• [Assigned task]: The answer must consist solely of the line containing "of the plaque" and every line after it in the records below, through the last, each reproduced exactly.

• [Material shown]:
Content starts
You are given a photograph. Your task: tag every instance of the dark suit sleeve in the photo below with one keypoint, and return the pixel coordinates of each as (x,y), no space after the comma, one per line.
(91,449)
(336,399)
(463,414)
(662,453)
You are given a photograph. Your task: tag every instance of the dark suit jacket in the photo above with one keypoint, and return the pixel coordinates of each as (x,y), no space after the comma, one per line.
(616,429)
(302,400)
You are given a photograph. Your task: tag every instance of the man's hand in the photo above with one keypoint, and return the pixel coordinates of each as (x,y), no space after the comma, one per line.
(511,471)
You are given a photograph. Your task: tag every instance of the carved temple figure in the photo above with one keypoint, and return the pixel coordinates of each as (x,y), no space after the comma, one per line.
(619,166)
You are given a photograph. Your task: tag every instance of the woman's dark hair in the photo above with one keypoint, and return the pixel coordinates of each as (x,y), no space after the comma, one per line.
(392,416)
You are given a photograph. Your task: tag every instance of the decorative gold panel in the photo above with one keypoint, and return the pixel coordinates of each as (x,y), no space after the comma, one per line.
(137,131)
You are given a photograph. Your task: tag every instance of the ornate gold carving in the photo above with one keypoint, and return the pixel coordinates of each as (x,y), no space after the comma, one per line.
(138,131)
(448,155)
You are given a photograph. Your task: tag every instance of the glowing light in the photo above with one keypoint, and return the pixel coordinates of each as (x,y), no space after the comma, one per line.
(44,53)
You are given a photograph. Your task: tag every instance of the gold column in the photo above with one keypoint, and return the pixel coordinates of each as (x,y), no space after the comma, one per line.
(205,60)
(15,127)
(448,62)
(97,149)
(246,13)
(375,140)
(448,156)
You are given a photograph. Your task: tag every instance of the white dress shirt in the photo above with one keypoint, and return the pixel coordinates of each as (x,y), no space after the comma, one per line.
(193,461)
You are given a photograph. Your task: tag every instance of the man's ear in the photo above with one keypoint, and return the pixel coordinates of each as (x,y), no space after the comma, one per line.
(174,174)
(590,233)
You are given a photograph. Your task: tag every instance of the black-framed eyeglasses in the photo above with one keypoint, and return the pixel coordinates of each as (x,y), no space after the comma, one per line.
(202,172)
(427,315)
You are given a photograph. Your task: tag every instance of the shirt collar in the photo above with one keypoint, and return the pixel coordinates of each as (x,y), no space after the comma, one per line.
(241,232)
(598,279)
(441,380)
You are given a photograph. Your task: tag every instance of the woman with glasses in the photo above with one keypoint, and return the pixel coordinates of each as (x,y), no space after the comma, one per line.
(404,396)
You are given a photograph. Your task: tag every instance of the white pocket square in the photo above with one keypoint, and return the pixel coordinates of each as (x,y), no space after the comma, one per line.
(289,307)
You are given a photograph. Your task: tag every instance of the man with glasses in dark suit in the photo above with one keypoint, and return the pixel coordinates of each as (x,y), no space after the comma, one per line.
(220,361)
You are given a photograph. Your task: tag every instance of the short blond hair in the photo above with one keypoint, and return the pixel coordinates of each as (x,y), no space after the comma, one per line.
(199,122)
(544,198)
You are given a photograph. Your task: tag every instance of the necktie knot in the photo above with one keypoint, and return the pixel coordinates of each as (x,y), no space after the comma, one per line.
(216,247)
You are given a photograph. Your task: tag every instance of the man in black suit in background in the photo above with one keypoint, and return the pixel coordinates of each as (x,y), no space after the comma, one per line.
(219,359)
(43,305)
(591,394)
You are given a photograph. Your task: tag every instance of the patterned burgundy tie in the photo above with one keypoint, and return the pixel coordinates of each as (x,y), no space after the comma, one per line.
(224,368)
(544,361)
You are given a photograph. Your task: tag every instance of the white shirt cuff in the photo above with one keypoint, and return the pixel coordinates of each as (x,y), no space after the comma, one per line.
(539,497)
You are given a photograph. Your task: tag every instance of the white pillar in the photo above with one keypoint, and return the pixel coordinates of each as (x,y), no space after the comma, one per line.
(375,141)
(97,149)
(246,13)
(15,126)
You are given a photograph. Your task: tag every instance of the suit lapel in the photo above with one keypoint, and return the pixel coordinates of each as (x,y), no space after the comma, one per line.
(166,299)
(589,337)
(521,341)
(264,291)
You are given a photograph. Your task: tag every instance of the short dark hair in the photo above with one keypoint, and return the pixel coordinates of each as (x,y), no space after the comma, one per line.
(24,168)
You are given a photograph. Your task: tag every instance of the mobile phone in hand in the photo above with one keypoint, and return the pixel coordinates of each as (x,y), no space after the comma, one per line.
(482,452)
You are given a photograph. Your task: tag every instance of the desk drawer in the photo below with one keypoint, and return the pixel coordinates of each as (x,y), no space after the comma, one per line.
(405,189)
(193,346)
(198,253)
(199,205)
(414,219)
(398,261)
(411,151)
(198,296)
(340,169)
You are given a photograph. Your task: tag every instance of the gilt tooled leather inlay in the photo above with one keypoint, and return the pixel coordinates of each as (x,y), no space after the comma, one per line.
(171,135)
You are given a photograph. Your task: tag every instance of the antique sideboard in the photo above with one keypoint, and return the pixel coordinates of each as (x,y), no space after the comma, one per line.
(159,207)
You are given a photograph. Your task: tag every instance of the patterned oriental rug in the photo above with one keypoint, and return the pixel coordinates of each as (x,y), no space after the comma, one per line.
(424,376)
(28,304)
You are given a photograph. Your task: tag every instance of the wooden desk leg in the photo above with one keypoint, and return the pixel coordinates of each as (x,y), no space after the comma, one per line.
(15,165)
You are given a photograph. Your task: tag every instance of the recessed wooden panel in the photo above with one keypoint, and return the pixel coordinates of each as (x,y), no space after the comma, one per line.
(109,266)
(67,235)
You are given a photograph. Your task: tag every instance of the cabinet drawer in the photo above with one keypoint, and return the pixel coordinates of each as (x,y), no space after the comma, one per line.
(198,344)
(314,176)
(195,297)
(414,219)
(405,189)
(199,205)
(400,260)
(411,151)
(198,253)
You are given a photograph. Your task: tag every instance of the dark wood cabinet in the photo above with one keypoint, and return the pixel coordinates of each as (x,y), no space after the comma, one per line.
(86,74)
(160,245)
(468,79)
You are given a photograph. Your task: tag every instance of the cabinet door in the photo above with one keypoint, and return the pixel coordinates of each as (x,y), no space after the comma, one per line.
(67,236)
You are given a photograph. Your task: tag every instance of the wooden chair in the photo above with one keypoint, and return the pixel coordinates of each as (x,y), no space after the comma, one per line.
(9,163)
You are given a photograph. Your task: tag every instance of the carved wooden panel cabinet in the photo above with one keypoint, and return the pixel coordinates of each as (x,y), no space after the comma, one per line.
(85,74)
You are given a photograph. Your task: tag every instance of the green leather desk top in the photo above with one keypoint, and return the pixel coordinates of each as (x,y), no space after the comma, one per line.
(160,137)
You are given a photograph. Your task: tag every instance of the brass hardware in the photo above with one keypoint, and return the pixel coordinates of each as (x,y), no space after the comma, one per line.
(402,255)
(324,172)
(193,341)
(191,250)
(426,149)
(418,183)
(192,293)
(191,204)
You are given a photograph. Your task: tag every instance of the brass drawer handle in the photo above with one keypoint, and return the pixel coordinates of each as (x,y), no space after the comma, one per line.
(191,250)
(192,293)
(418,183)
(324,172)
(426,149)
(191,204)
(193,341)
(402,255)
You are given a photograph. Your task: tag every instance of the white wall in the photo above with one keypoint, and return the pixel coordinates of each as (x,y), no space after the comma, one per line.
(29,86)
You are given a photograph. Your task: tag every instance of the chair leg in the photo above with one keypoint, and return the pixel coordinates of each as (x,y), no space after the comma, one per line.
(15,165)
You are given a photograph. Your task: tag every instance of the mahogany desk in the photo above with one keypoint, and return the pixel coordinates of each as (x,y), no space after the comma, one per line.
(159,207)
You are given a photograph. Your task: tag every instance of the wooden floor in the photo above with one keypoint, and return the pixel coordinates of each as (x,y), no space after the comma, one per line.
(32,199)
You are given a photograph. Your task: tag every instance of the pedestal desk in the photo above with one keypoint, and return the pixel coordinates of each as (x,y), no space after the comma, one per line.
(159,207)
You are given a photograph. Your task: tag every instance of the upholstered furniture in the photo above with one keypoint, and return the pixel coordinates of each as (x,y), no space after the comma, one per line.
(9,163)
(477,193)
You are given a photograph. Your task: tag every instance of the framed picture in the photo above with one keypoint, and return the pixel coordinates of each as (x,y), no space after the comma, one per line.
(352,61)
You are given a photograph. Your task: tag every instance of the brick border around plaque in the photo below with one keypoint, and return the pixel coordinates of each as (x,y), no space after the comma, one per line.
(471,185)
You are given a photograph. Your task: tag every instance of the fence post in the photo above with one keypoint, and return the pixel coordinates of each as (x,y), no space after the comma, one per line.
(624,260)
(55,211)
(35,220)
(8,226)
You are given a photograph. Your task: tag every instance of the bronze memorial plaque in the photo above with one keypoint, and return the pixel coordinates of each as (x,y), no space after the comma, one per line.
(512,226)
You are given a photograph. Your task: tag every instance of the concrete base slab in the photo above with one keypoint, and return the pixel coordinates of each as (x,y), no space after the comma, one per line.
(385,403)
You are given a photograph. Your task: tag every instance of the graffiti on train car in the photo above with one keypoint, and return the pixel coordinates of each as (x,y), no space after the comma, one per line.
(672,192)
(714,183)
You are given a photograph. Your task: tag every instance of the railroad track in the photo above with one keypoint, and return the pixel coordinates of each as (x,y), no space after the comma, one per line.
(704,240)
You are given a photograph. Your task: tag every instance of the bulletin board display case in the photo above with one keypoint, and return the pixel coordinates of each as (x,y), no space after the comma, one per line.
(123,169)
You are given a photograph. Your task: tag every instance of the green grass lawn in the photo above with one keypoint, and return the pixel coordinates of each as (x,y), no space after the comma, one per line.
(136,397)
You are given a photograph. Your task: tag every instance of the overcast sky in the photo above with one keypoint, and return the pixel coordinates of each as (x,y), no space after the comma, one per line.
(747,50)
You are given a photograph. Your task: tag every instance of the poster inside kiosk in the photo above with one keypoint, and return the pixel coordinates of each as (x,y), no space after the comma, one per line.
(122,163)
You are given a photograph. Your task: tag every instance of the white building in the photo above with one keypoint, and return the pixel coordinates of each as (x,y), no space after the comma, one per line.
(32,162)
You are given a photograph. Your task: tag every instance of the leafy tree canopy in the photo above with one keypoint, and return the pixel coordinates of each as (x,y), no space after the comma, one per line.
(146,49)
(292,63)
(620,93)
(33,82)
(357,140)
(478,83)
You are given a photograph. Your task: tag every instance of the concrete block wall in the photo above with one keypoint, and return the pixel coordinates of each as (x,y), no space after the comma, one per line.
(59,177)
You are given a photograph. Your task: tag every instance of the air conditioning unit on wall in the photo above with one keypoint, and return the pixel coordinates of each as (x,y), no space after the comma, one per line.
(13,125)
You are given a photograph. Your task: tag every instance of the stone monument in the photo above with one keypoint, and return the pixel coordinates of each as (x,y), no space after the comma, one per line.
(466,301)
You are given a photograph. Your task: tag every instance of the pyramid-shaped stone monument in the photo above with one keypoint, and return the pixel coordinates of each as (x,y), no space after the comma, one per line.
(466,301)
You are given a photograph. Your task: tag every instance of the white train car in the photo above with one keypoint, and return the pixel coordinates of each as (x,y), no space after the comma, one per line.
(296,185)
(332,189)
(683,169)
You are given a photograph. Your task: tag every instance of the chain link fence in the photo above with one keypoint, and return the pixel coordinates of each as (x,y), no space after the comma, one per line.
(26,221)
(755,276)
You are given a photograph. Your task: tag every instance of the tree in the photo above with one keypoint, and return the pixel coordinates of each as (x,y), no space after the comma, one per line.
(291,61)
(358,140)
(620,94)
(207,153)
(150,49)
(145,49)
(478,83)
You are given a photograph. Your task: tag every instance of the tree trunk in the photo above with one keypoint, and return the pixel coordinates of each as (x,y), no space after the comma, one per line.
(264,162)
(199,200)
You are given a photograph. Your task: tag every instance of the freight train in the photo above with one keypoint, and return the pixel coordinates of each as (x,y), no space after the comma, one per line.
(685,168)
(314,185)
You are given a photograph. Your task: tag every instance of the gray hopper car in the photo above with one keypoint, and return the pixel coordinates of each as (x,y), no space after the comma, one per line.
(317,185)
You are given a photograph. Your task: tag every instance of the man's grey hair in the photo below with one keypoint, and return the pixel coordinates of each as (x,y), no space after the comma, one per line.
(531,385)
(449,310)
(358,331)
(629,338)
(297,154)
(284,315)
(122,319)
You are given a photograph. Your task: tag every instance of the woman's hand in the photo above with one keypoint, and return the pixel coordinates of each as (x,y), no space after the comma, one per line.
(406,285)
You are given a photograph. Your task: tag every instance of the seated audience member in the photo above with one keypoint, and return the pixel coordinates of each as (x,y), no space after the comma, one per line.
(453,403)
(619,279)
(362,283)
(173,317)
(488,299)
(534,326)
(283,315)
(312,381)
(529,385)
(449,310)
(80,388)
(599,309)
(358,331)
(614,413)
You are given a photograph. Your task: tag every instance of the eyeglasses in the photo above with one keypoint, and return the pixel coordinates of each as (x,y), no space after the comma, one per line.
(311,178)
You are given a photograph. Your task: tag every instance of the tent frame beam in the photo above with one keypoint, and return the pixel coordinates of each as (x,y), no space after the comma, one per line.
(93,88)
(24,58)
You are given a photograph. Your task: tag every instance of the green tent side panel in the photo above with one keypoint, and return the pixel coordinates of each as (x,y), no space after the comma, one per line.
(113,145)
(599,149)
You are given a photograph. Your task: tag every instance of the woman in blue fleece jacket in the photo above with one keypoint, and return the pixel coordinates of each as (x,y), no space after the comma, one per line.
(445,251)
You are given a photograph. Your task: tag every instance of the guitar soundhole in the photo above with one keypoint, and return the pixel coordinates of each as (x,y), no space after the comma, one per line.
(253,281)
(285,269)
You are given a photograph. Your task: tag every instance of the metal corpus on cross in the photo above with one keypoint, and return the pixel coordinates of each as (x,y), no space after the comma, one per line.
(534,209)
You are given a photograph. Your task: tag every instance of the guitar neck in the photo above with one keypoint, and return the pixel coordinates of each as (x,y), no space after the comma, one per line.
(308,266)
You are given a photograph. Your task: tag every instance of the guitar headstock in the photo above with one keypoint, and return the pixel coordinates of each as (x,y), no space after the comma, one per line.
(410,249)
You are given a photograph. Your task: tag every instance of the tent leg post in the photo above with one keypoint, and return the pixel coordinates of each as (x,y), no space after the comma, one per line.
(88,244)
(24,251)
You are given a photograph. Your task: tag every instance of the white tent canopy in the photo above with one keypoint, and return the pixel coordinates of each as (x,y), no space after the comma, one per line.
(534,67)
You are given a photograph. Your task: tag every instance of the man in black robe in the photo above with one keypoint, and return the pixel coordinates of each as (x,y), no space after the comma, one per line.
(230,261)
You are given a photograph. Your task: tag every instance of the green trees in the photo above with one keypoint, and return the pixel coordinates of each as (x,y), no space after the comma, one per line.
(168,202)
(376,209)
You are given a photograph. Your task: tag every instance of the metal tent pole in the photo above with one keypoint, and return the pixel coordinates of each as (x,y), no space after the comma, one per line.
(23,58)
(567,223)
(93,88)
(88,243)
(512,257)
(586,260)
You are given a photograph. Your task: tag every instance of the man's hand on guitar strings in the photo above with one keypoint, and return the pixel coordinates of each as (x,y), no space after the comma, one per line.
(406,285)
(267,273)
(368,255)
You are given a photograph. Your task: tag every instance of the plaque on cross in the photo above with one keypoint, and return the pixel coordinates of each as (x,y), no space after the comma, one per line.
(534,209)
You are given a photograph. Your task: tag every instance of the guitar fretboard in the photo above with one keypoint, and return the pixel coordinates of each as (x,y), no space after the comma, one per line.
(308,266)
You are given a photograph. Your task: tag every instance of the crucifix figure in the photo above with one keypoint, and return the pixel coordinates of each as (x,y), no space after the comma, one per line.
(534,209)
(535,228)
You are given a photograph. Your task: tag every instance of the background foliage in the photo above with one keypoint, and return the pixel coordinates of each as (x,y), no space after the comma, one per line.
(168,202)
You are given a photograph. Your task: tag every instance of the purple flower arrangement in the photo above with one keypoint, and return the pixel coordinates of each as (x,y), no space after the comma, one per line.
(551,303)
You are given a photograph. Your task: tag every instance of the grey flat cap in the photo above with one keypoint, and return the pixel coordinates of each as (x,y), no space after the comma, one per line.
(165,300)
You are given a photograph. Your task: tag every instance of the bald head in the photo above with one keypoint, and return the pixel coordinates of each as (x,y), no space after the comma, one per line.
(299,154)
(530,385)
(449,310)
Content ends
• [Your solution]:
You are given a photograph. Your task: tag every instance of the plaque on cross in the photo above with one keypoint, and return the pixel coordinates of each as (x,y), no space after the comma, one per line.
(534,209)
You are given a photograph. Your task: tag every instance of the guitar fretboard in the photo above with one keypoint, and return the pixel coordinates of each as (x,y), no space after the comma, one per line.
(308,266)
You are given a photograph. Your task: tag every instance of the crucifix figure in the photo above with one keypoint, and return the pixel coordinates of each as (x,y), no space after the comma, one per line.
(534,209)
(535,228)
You are given a photograph. Your task: tag every instance of the background foliage in the photo above with one keypoint, and return the pixel coordinates of each as (x,y), no space after the comma, one per line.
(168,202)
You are given a photograph. Your task: tag every instance of the purple flower arrangement in the photo above with one keypoint, and return the pixel coordinates of each as (x,y), no space after the comma, one per line.
(551,303)
You are given a photograph. Your task: tag every instance of the grey flat cap in the photo above with one keypoint, and return the pixel coordinates of each as (x,y), no space after the comma, one per line.
(165,300)
You are given a photograph. Your task: tag every instance of the bald head in the photo above with one keypoint, and return the pixel coordinates of each as (x,y), no space after the comma, one per line.
(299,154)
(530,385)
(449,310)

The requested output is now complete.